* TEXT

Lo Sposalizio del Mare – the Marriage to the Sea

Every year at Ascension Day (Ascensione di Cristo, or “Festa della Sensa” as the Venetians say, it is celebrated in May) the Republic of Venice celebrates itself but also it’s intimate relationship to the sea.

In the age of Renaissance the head of state, called the Doge, would be rowed out to the island Sant Elena in a boat. Upon entering the open sea, he would throw a golden ring in to the water as a sign of matrimony to the Mediterranean Sea.

This tradition stopped when the independent republic dissolved in the so called Fall of the Republic in 1797. Since the 1960’s Venice has picked up the tradition and the ritual is enacted anualy by the mayor of Venice.

The tradition is believed to be more then 1.000 years old and probably has origins in even older pagan rituals. There are various related stories and rituals of sacrificial offerings to the sea, often with the intent of making it more lenient for sea travels.

* WRITTEN PROBLEM 1
Count the lines of the records that contain the string "striped", treating uppercase and lowercase as different. Reply with the number alone.
The text about the Marriage to the Sea and the records below it come from unrelated sources.

* SUPPLIED MATERIAL
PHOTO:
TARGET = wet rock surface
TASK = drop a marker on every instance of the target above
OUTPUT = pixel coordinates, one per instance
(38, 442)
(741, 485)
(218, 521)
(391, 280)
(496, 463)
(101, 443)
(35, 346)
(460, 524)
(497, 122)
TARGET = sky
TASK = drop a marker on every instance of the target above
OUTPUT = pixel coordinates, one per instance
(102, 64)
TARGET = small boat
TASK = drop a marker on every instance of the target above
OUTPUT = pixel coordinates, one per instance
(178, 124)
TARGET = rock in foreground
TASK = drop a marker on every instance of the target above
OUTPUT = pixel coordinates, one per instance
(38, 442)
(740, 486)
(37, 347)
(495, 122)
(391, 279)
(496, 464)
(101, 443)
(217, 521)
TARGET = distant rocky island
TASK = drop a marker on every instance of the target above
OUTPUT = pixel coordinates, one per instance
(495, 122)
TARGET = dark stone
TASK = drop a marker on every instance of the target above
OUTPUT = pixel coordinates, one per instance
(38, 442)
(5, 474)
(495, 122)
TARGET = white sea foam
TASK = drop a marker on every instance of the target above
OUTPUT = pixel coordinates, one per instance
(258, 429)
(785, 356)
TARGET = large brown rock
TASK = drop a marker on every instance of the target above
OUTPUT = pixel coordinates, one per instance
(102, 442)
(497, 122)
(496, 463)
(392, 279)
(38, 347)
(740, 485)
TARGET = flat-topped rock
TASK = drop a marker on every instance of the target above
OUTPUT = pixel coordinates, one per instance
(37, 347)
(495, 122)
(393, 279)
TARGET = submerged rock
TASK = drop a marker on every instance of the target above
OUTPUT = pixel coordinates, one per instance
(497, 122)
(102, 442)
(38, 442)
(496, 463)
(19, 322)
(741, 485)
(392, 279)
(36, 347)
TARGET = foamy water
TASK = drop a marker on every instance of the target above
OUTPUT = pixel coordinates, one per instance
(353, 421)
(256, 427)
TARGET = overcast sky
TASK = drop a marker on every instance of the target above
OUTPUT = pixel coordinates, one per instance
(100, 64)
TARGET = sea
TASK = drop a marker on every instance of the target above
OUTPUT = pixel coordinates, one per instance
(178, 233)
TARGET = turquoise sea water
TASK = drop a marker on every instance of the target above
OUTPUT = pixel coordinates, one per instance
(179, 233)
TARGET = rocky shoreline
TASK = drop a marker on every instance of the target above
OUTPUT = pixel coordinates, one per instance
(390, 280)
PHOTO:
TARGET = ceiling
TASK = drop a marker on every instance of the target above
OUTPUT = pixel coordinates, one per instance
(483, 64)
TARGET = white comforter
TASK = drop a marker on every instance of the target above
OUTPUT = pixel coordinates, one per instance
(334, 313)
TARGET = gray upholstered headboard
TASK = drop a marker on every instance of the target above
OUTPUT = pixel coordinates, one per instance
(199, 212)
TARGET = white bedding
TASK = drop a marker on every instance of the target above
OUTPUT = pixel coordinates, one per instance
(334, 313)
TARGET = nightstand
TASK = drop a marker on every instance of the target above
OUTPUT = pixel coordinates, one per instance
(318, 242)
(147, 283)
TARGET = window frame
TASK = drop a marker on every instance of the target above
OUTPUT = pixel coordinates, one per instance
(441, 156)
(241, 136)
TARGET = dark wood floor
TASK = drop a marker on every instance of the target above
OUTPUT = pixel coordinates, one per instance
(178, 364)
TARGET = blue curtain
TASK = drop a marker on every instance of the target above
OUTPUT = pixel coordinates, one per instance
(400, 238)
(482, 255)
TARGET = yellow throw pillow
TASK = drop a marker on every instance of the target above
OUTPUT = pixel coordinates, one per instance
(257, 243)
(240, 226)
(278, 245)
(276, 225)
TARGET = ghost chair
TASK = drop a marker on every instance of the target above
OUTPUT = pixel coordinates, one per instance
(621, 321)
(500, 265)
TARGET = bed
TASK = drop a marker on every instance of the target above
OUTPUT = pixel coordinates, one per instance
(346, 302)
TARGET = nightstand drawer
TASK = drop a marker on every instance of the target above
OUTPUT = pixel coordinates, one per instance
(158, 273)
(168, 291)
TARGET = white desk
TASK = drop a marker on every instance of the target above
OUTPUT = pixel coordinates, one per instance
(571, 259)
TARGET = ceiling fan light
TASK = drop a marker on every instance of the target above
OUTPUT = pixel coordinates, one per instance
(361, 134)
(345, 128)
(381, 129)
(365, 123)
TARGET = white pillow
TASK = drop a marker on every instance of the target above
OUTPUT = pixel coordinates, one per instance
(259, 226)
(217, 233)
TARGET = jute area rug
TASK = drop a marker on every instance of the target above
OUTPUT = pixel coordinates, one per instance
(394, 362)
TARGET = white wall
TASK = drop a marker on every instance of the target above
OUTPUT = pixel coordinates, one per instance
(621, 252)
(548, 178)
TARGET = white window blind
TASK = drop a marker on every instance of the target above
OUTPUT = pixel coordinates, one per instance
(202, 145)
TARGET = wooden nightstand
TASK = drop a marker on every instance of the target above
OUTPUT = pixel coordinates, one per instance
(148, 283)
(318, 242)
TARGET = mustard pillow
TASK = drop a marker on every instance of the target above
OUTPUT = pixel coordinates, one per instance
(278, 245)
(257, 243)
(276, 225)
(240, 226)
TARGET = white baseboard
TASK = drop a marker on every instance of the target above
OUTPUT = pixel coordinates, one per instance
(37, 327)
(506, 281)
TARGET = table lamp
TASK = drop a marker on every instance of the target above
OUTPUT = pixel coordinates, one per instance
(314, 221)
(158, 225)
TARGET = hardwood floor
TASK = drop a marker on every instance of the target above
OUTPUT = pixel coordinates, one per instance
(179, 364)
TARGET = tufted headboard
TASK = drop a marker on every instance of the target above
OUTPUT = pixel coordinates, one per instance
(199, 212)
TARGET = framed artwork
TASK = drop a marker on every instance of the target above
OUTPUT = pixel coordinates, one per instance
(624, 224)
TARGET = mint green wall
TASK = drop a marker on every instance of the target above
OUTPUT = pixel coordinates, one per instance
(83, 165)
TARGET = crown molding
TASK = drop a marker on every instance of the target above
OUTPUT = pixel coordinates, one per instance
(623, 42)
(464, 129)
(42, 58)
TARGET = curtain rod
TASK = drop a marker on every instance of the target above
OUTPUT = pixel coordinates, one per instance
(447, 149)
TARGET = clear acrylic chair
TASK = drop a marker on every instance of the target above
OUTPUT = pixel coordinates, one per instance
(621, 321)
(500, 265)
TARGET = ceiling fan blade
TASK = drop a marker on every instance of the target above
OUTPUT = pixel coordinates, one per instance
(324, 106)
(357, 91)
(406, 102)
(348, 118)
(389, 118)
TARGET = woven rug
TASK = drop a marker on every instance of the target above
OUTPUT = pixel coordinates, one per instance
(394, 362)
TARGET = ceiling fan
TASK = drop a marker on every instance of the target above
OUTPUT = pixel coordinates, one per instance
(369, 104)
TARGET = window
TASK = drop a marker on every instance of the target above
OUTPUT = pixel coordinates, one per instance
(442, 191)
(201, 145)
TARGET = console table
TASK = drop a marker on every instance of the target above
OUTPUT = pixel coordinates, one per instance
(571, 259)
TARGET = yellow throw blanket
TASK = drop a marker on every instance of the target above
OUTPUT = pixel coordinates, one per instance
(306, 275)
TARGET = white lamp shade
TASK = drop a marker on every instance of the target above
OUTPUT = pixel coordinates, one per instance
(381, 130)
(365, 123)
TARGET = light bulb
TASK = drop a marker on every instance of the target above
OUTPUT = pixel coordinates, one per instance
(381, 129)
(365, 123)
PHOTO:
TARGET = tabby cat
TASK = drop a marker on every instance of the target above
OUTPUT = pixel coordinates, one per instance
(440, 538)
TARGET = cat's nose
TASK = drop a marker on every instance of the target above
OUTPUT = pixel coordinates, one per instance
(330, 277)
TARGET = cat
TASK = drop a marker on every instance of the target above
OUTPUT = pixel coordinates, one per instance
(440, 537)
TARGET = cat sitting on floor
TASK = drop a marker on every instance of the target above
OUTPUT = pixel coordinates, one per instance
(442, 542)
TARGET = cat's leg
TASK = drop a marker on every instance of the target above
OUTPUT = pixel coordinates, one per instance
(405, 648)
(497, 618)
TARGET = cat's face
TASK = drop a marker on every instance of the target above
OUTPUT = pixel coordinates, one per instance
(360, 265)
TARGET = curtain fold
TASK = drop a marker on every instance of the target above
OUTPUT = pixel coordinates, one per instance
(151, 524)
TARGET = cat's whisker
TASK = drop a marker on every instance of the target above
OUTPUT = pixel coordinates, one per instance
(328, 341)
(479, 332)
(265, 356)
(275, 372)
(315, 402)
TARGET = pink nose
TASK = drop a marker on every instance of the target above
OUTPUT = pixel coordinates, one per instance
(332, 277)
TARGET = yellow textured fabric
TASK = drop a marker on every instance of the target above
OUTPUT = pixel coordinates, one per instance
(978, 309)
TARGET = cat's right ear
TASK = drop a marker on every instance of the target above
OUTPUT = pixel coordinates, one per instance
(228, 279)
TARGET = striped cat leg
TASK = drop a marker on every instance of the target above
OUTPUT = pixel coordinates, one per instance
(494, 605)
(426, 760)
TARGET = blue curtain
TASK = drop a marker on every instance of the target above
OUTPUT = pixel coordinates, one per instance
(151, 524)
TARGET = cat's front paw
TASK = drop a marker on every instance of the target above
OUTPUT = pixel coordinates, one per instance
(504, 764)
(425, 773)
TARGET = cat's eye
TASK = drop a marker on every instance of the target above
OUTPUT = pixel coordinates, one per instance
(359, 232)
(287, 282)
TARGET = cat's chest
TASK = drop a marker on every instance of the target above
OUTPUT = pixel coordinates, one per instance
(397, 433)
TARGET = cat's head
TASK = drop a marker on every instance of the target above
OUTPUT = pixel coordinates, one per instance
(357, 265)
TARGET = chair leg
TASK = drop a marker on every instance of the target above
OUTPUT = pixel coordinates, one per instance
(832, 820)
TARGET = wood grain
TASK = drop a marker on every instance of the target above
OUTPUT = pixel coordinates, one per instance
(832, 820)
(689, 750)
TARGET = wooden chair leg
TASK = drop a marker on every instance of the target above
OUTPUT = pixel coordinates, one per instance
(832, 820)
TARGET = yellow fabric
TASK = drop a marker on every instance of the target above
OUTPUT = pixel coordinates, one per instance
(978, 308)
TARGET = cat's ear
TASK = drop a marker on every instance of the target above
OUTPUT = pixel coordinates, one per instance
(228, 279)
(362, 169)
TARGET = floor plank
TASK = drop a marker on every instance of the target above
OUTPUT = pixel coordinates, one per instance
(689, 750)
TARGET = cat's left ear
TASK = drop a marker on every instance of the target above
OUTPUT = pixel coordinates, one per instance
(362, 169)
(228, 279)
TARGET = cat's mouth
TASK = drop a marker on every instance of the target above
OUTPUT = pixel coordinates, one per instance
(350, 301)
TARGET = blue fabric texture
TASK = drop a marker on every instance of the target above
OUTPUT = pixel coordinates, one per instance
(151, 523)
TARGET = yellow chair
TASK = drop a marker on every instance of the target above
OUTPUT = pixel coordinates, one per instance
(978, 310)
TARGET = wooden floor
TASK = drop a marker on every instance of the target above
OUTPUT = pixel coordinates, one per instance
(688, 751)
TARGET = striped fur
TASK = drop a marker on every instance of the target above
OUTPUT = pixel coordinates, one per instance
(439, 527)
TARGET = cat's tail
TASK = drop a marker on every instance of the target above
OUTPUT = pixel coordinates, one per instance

* WRITTEN PROBLEM 2
Copy word for word the stretch of the text about the Marriage to the Sea from "Lo Sposalizio del" through "mayor of Venice.".

* FINAL RESULT 1
2

* FINAL RESULT 2
Lo Sposalizio del Mare – the Marriage to the Sea

Every year at Ascension Day (Ascensione di Cristo, or “Festa della Sensa” as the Venetians say, it is celebrated in May) the Republic of Venice celebrates itself but also it’s intimate relationship to the sea.

In the age of Renaissance the head of state, called the Doge, would be rowed out to the island Sant Elena in a boat. Upon entering the open sea, he would throw a golden ring in to the water as a sign of matrimony to the Mediterranean Sea.

This tradition stopped when the independent republic dissolved in the so called Fall of the Republic in 1797. Since the 1960’s Venice has picked up the tradition and the ritual is enacted anualy by the mayor of Venice.